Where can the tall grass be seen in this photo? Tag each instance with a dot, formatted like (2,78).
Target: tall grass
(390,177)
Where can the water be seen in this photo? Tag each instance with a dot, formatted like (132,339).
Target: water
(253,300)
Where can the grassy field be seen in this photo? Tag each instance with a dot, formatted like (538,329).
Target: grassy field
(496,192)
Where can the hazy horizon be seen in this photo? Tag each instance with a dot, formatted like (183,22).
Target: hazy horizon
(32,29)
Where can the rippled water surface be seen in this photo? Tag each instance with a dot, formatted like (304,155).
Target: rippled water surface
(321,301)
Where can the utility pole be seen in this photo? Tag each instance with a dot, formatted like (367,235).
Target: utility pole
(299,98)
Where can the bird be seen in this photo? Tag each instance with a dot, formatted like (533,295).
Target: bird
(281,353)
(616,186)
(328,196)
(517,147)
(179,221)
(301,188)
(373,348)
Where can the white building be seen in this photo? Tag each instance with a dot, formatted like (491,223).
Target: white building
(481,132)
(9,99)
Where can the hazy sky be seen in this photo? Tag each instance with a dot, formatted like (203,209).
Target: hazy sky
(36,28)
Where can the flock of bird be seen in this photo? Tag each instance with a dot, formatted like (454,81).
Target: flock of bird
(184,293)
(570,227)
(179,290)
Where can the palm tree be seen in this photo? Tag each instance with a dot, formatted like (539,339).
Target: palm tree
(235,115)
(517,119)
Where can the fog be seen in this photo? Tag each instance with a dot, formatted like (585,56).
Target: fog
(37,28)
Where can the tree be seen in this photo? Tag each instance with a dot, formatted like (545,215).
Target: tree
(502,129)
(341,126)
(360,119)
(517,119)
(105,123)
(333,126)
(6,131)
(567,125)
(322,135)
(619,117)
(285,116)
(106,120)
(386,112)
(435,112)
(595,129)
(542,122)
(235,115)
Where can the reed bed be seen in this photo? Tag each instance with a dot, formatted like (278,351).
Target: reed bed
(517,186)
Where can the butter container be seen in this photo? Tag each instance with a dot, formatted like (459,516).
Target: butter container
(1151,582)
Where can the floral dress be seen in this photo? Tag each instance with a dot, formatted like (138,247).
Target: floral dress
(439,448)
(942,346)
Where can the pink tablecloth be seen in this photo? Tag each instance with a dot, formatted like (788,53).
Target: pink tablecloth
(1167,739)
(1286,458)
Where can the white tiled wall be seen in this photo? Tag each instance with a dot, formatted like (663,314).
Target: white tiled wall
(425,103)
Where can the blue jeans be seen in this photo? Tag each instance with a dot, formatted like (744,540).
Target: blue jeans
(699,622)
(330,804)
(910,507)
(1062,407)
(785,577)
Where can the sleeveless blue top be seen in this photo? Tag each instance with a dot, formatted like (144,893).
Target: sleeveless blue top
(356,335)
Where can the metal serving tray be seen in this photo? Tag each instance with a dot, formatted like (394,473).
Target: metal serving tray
-*-*-
• [Exercise objective]: Copy out every line of the data above word for word, from first to last.

• [Solved exercise]:
Where can the tall grass be seen in this photo? Tag each instance with a dot, formatted like (2,78).
Target: tall grass
(390,177)
Where can the water be seen in this photo? Tag each instance with a dot, formatted like (132,339).
Target: water
(253,300)
Where can the grassy field be seen in this photo? Tag each instance with a dot, formatted like (538,329).
Target: grassy field
(496,192)
Where can the hazy horizon be seen in this photo? Tag each instance with a dot, formatted like (183,22).
Target: hazy horizon
(32,29)
Where can the rippled water surface be seen in this photo? Tag each instance with a dot, formatted like (304,155).
Target: rippled water surface
(321,301)
Where can the utility pole be seen in this photo? Tag each instance with a dot, formatted like (367,235).
Target: utility pole
(299,98)
Where can the bird be seen in this photo? Tag each instance with a dot, formatted like (533,295).
Target: bird
(281,353)
(616,186)
(328,196)
(517,147)
(179,221)
(301,188)
(373,348)
Where can the white building be seen in this photo? Tag each instance with a dot, formatted like (491,223).
Target: white building
(481,132)
(9,99)
Where can the hazy sky be seen in this photo? Tag each instance with a dot, formatted like (203,209).
Target: hazy sky
(36,28)
Where can the flock of bird be seen in this photo? Tag each instance with a dot, formatted like (454,81).
Target: flock of bird
(184,293)
(570,227)
(179,290)
Where can the palm tree be seen in this photo? Tag each instance with a dot, formatted like (539,339).
Target: palm tree
(235,115)
(517,119)
Where can the fog be seen in this photo? Tag each instance with a dot, formatted like (585,56).
Target: fog
(37,28)
Where can the tree be seen in this photo? Tag each instance with a dot, formatted like (545,215).
Target: tree
(502,129)
(341,126)
(360,119)
(517,119)
(105,123)
(333,126)
(6,131)
(567,125)
(322,135)
(619,117)
(285,116)
(106,120)
(386,112)
(435,112)
(595,129)
(542,122)
(235,115)
Where can the reed bed be seen in this photo? Tag each instance with a dot, formatted like (278,351).
Target: reed bed
(517,186)
Where can the butter container be seen in this photo? Tag each instance with a dot, formatted like (459,516).
Target: butter container
(1151,582)
Where can the floral dress be seen in this photo? Tag each instance with a dot, formatted like (138,247).
Target: floral dress
(439,448)
(942,346)
Where can the pink tablecloth be seen in this photo? Tag each instance with a dot, formatted like (788,53).
Target: pink tablecloth
(1167,739)
(1286,458)
Where can the white tiled wall be seen in this photo? Tag each instance with a dot, formatted like (663,314).
Target: white tiled wall
(425,103)
Where can the blue jeans be seen in this photo? Tag each instance with a dot, formatted like (744,540).
Target: blue jeans
(699,622)
(330,804)
(910,507)
(1062,407)
(785,577)
Where can the sleeveless blue top be seen in this photo? Tag each instance with a dot, formatted like (144,893).
Target: sleeveless blue top
(356,335)
Where can the metal serving tray be seen in this photo? Tag each instance with a dot, formatted like (394,473).
Target: metal serving tray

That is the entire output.